GIVEN TASK =>
From the forum thread below, return the passage between "# Submit Job" and "your flow file?", inclusive, copied word for word.

Priyab Dash

    Priyab Dash

    9 months ago
    We have a function defined as a task as below
    @task(log_stdout=True, state_handlers=[notify_run_failure])
    def submit_job_run_to_tmc(job_run):
    but this is being called twice when we run a flow
    The flow control looks like below
    with Flow("Schedule Submitted Jobs Runs on TMC", executor=LocalDaskExecutor()) as flow: 
    
        # Find SUBMITTED Job Runs 
    
        submitted_job_runs = fetch_submitted_job_runs() 
    
      
    
        # Submit Job to TMC and update Status to SUBMITTED; handle errors 
    
        update_job_run_succeeded.map(job_run=submit_job_run_to_tmc.map(job_run=submitted_job_runs))
    Anna Geller

    Anna Geller

    9 months ago
    @Priyab Dash do you have flow.run() in your flow file?
    @Priyab Dash to explain: when you still have flow.run() inside of your flow file and you then register, then the entire flow will be executed twice all the time. If you are on Prefect Cloud, there is a feature called Version Locking that enforces that your work runs once and only once - here is how you can enable it: https://docs.prefect.io/orchestration/concepts/flows.html#toggle-version-locking
    Kevin Kho

    Kevin Kho

    9 months ago
    Could you show me the code for your state handler? It could just be your state handler is running multiple times.
    Priyab Dash

    Priyab Dash

    9 months ago
    Hi All apologies for delayed response:
    Code in flow file
    
    with Flow("Schedule Submitted Jobs Runs on TMC", executor=LocalDaskExecutor()) as flow: 
    
        # Find SUBMITTED Job Runs 
    
        submitted_job_runs = fetch_submitted_job_runs()

GIVEN MATERIAL =>
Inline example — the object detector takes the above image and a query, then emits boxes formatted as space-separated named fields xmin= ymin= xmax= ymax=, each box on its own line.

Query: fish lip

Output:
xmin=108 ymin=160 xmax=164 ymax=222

WRITTEN RESPONSE =>
# Submit Job to TMC and update Status to SUBMITTED; handle errors 
    
        update_job_run_succeeded.map(job_run=submit_job_run_to_tmc.map(job_run=submitted_job_runs))
    Anna Geller

    Anna Geller

    9 months ago
    @Priyab Dash do you have flow.run() in your flow file?